**READING PASSAGE:**
HIGH COURT OF SOLOMON ISLANDS
Civil Case No. 283 of 2002.


IN THE MATTER of an appeal before the Western Customary Appeal Court against the determination of the Choiseul Provincial Executive dated the 9th day of July 2002 as to the persons entitled to grant timber rights over Kovarae (Polo land),


AND


IN THE MATTER of an application by Notice of Motion as to whether the parties can make payments of costs for the sitting of the Customary Land Appeal Court (W) to hear the said appeal.


BETWEEN:


SHAKESPEAR GALOBOE, SIMION KEBAKU, MAEKA LEOKANA,
JIMMY PITAKAJI AND POSE POQE.


AND:


JACKSON QALO.


(KABUI, J.).


Date of Hearing: 24th October 2003
Date of Ruling: 29th October 2003


G. Sari for the Applicant/Respondent
P. Tegavota for the Respondents/Applicants


RULING


Kabui, J: By a Notice of Motion filed on 19th September 2003, the Applicant/ Respondent (Jackson Qalo) sought two orders from the Court. The first was an order that the Respondents/ Applicants, (Shakespear Galoboe and Others above) or their contractor, agents, servants invitees be restrained from continuing carrying on any logging activity on Kovarae (Polo land) on Choiseul Island until further orders. The second order was that the Respondents/Applicants, or their contractor do remove their logging equipment and machines within 24 hours from Kovarae (Polo land) within 24 hours. Costs are also claimed by the Applicant/ Respondent.

**WHAT IS ASKED:**
1: Render this sentence from the court ruling into Spanish: "Costs are also claimed by the Applicant/ Respondent."
2: Write the next part of the court ruling, carrying on from its final sentence.
Nothing in the listing is required for this work.

**Excerpts of bounding box data:**
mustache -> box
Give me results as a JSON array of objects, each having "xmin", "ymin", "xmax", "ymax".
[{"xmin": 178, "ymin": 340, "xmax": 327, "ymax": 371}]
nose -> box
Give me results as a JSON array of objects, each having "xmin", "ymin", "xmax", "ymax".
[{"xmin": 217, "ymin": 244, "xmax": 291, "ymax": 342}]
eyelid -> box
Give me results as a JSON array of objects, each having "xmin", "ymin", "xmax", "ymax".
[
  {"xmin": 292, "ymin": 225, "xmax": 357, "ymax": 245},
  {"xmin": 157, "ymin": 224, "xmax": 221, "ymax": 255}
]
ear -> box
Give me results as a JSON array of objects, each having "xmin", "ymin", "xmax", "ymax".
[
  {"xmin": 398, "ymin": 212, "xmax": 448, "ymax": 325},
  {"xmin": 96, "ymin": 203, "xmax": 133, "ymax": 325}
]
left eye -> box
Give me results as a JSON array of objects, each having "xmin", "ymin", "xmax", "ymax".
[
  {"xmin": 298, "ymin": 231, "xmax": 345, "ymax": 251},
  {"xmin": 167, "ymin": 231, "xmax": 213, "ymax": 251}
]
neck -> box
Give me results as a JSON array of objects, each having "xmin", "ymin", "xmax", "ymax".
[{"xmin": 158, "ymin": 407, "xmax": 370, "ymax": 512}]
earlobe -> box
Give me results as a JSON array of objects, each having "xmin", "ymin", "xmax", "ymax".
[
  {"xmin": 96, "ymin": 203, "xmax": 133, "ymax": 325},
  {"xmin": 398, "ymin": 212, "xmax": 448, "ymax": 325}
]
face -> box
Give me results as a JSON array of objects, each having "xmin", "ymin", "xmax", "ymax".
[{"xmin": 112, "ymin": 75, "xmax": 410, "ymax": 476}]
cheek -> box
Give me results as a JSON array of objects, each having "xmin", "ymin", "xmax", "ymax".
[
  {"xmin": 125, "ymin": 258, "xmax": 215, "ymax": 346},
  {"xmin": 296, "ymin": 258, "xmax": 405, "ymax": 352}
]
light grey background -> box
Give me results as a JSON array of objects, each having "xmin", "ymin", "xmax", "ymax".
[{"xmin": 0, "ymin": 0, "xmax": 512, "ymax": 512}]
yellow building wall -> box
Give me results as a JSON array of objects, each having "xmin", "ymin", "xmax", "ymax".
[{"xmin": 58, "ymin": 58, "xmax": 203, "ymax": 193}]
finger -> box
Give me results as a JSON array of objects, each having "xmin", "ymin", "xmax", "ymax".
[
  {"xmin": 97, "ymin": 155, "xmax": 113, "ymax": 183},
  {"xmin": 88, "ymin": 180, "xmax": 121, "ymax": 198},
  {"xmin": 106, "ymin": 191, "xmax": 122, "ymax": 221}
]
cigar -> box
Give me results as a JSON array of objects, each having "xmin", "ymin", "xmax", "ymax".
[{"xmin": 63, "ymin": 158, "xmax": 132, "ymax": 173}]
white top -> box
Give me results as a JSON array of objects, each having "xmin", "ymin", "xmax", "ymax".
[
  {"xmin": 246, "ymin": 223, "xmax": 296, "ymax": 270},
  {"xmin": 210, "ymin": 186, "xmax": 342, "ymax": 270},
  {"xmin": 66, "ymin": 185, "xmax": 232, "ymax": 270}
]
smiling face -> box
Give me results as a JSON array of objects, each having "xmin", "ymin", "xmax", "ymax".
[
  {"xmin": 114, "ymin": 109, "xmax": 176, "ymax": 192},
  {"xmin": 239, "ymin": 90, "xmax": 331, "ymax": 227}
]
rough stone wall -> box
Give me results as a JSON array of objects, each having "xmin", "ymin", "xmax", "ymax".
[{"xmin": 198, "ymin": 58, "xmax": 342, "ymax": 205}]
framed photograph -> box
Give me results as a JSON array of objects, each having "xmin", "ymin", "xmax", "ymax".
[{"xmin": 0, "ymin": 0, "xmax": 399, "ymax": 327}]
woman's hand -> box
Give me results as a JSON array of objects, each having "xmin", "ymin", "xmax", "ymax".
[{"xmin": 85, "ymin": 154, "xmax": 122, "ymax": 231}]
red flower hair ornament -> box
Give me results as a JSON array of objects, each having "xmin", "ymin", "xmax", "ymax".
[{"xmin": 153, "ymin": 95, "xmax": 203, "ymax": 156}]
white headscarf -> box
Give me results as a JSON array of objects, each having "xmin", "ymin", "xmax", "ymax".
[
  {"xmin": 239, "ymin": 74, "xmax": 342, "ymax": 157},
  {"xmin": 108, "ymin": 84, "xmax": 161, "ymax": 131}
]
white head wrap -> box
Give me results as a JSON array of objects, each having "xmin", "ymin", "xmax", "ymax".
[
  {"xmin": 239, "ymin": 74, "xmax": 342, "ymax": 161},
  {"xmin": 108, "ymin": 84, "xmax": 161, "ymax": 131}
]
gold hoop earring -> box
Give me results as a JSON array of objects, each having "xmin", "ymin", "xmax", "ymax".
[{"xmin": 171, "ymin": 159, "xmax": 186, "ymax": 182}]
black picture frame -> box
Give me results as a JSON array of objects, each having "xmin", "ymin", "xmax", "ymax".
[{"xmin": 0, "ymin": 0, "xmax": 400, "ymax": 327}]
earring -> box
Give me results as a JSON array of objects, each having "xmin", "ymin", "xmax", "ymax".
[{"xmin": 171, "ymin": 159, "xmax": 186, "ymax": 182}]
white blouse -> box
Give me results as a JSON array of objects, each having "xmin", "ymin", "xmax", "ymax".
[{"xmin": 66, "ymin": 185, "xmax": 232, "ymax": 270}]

**ANSWERS BY TASK:**
1: El Solicitante/Demandado también reclama las costas.

2:
Objection to an affidavit filed by Mr. Soma on 24th October 2003.


Counsel for the Applicant/ Respondent, Mr. Suri, objected to this affidavit on the ground that it was filed only at 9 o'clock before the hearing took place. He said it was a practice discouraged by Justice Brown. I would agree with Justice Brown in this regard. In any case, this affidavit adds nothing to the facts already deposed to in previous affidavits filed in this case. I have simply left the affidavit in the file after accepting it. If, anything, the facts deposed to in this affidavit are best left for consideration by the Chiefs or the Local Court for they are facts about customary land.


The Background.


The facts were set out in my judgment delivered on 31st January 2003. Applicant/ Respondent appealed this judgment and the Court of Appeal having heard the appeal has reserved its decision on this appeal. In the meantime, Applicants/Respondents and their contractor had landed their logging machines and equipment in an area claimed to be part of Kovarae (Polo land). The Western Customary Land Appeal Court by the Applicant/Respondent is still pending, awaiting funding for the hearing to take place.


The Issue.


The issue is whether or not the Respondents/Applicants should be restrained from carrying on logging on Kovarae (Polo land) until the Court of Appeal as delivered its decision and until the Western Customary Land Appeal Court has decided the appeal pending before it.


Should the order sought be granted?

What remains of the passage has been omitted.